▸ SUPPLIED DATA
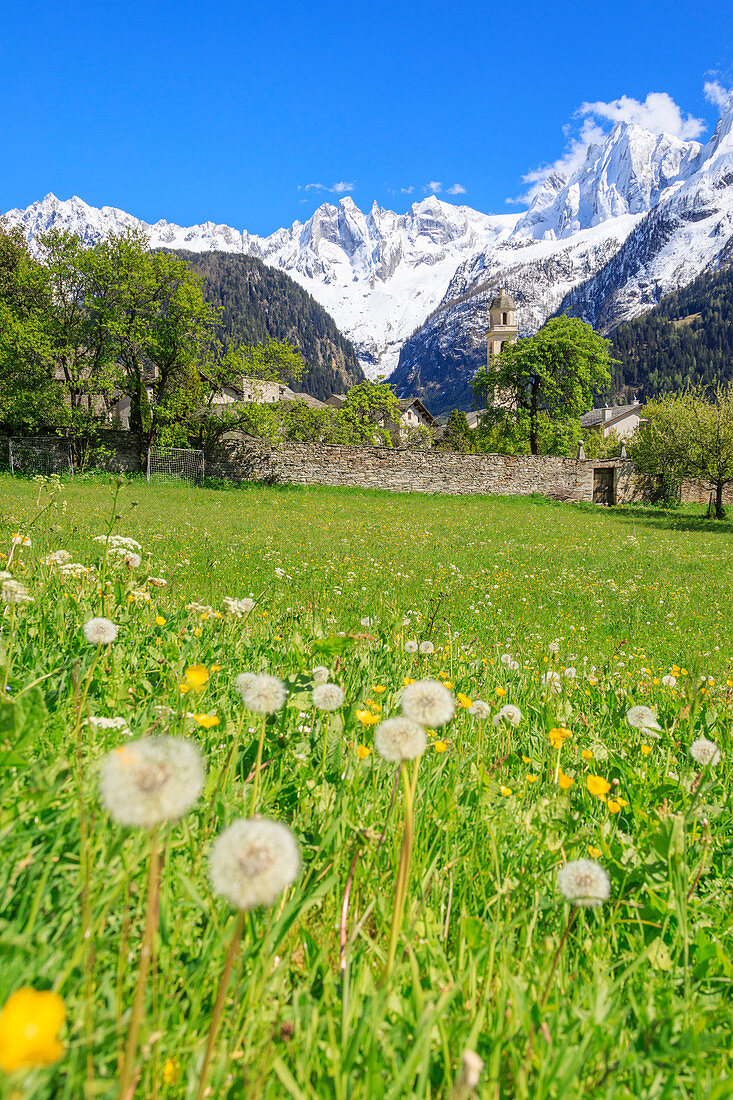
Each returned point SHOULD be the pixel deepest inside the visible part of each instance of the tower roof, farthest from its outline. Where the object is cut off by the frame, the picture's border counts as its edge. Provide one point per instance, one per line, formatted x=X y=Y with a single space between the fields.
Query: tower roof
x=503 y=300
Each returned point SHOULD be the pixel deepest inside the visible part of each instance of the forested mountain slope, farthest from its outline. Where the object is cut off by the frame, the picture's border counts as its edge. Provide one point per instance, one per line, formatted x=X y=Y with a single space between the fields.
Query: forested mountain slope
x=258 y=301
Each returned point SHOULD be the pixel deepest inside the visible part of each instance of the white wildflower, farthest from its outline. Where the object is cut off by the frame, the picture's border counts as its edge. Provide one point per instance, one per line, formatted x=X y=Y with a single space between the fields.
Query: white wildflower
x=428 y=702
x=509 y=713
x=57 y=558
x=479 y=708
x=644 y=718
x=153 y=780
x=252 y=861
x=100 y=631
x=238 y=607
x=260 y=692
x=583 y=882
x=13 y=593
x=704 y=751
x=397 y=739
x=327 y=696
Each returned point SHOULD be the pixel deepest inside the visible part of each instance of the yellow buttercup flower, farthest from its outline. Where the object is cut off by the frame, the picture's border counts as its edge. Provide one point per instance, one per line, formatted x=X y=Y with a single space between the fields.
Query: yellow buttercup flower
x=196 y=677
x=598 y=785
x=206 y=719
x=30 y=1022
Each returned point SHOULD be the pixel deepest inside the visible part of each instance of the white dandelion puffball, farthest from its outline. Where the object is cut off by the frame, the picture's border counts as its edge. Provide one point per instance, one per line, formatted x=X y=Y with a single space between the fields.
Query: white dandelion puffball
x=252 y=861
x=479 y=710
x=238 y=607
x=509 y=713
x=551 y=681
x=100 y=631
x=583 y=882
x=427 y=702
x=327 y=696
x=704 y=751
x=643 y=717
x=260 y=692
x=397 y=739
x=153 y=780
x=13 y=593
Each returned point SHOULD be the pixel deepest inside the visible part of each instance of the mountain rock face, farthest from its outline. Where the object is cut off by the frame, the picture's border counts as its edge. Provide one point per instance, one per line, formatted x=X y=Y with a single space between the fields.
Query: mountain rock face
x=642 y=216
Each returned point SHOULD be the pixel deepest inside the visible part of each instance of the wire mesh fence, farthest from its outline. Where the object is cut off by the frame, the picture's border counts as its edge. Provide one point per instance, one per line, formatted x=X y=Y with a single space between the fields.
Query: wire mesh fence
x=39 y=455
x=175 y=463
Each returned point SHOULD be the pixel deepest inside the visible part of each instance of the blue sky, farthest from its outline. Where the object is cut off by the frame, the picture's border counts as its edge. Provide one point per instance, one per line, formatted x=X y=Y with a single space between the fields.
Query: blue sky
x=254 y=114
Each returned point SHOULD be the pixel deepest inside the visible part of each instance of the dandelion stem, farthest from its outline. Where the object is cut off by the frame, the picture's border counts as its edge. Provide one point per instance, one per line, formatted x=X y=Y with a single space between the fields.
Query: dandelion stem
x=573 y=914
x=403 y=871
x=145 y=954
x=258 y=767
x=218 y=1008
x=9 y=651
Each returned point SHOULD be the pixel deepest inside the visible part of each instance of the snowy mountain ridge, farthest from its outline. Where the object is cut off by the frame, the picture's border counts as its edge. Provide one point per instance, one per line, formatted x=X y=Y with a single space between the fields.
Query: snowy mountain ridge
x=402 y=286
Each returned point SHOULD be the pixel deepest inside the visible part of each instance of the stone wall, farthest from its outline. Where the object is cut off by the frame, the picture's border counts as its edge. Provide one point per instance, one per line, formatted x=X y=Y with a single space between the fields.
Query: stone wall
x=239 y=459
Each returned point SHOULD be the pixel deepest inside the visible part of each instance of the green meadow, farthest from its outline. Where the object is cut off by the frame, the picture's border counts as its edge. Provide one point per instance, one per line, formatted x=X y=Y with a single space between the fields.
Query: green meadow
x=570 y=614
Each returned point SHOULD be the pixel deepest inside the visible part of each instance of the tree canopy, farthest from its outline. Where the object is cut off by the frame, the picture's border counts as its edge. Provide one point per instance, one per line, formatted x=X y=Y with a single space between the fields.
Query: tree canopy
x=553 y=374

▸ EXERCISE BRIEF
Reproduce all of the data above word for word, leaving the pictures out.

▸ FINISHED ANSWER
Each returned point SHOULD be the pixel deepest inside the visible part of each instance of the tower roof, farthest from its outline. Where the object is cut off by the frame, the picture's border counts as its edge. Provide one point per instance, one per line, formatted x=X y=Y with a single space between the fields.
Query: tower roof
x=503 y=300
Each returned point SHOULD be the pixel deepest inside the visible part of each instance of the forested mountain slope, farthest from its outline. Where the object is cut off by the frame, the picture's border counts as its edge. Provide one point per instance, one per line, formatted x=X y=Y with a single space between the fields.
Query: forested mountain slope
x=258 y=301
Each returned point SHOULD be the pixel deepest inside the visible part of each instance of the white wildflower, farthest from its outline. Where the object is cut off by the frame, the picture's border counts as its edge. Provide one point per instance, one per line, formatted x=X y=Y with a single space between the fields.
Query: white wildflower
x=428 y=702
x=509 y=713
x=57 y=558
x=479 y=708
x=644 y=718
x=153 y=780
x=252 y=861
x=100 y=631
x=238 y=607
x=260 y=692
x=583 y=882
x=13 y=593
x=704 y=751
x=397 y=739
x=327 y=696
Each returned point SHOULD be the pixel deepest inside the visible part of each instance of the yellow buttercup flower, farthest from its outline. Where the object is cut off by the frame, the picture's border counts as its edge. Provide one point per instance, one per line, formatted x=X y=Y with a single space between the fields.
Query: yellow buttercup flower
x=196 y=677
x=598 y=785
x=206 y=719
x=30 y=1022
Each returned point SHOULD be the pixel deepest inside the visible part of each instance of the white dandelion puffball, farthest from its outline. Where the object is cut off by the frame, the picture's border counts as its edge. Provide one point per instance, one per line, formatted x=X y=Y with a single space between the fields.
Query: white dandelion puffball
x=252 y=861
x=479 y=710
x=238 y=607
x=509 y=713
x=551 y=681
x=100 y=631
x=583 y=882
x=427 y=702
x=327 y=696
x=704 y=751
x=643 y=717
x=260 y=692
x=397 y=739
x=153 y=780
x=13 y=593
Each returned point SHOULD be the pixel deepest inside the visible part of each instance of the mountain rock face, farthest from its outline. Where the object is cut off by the frame, the picture's border counts as its edge. Provide one point per instance, one per line, formatted x=X y=Y with a single space between the fields.
Query: mountain rock face
x=642 y=216
Each returned point SHOULD be the pixel deepest inside the visible part of each instance of the wire mesh fence, farthest from its outline. Where the object is cut off by the frame, the picture's border counts as its edge. Provide one point per instance, one per line, formatted x=X y=Y with a single space between the fields.
Query: wire mesh fence
x=39 y=455
x=175 y=463
Each returned point SHOULD be the pixel deepest inside the visible part of each instance of the blue sky, farthest from its outline. Where the object is cut off by the frame, the picture's border counts as its edge. Provide one point per instance, one per line, formatted x=X y=Y with a single space between the fields.
Query: blue sky
x=254 y=114
Each returned point SHOULD be the pixel deepest inside the visible part of each instance of the dandelion stem, farthest from its outline. Where the object is cut off by the frame, the picture's border counts as its edge. Provide one point per instance, one per line, formatted x=X y=Y with a single space between the fields.
Query: dandelion stem
x=573 y=914
x=403 y=871
x=145 y=954
x=258 y=767
x=218 y=1008
x=9 y=651
Each returned point SHOULD be the pixel deepest inside the visible part of each instance of the snowy mountain ridge, farthest from its outline. Where the object is cut off by the frame, the picture's border counts as its edge. Provide one point per instance, one per line, formatted x=X y=Y with a single space between the fields.
Query: snowy mountain ridge
x=402 y=286
Each returned point SHOULD be the pixel deepest inside the visible part of each instance of the stone wall, farthest from its outline. Where the object is cut off by the frame, the picture's border counts as its edge. Provide one point per instance, one per line, formatted x=X y=Y with a single space between the fields.
Query: stone wall
x=239 y=459
Each returned point SHOULD be the pixel deepest inside the visible part of each instance of the green meadow, farthest from its outline. Where the object is cut off by the frame, the picture's border counts as its edge. Provide one point per instance, one per line, formatted x=X y=Y with a single space between the fields.
Query: green meadow
x=570 y=614
Each returned point SHOULD be the pixel deepest inside the visible part of each instance of the tree canopy, farthest from its outline. Where the object is cut off by the frame, the picture's border counts as its edge. Provide one point per instance, one per line, formatted x=X y=Y with a single space between the fields.
Query: tree canopy
x=553 y=374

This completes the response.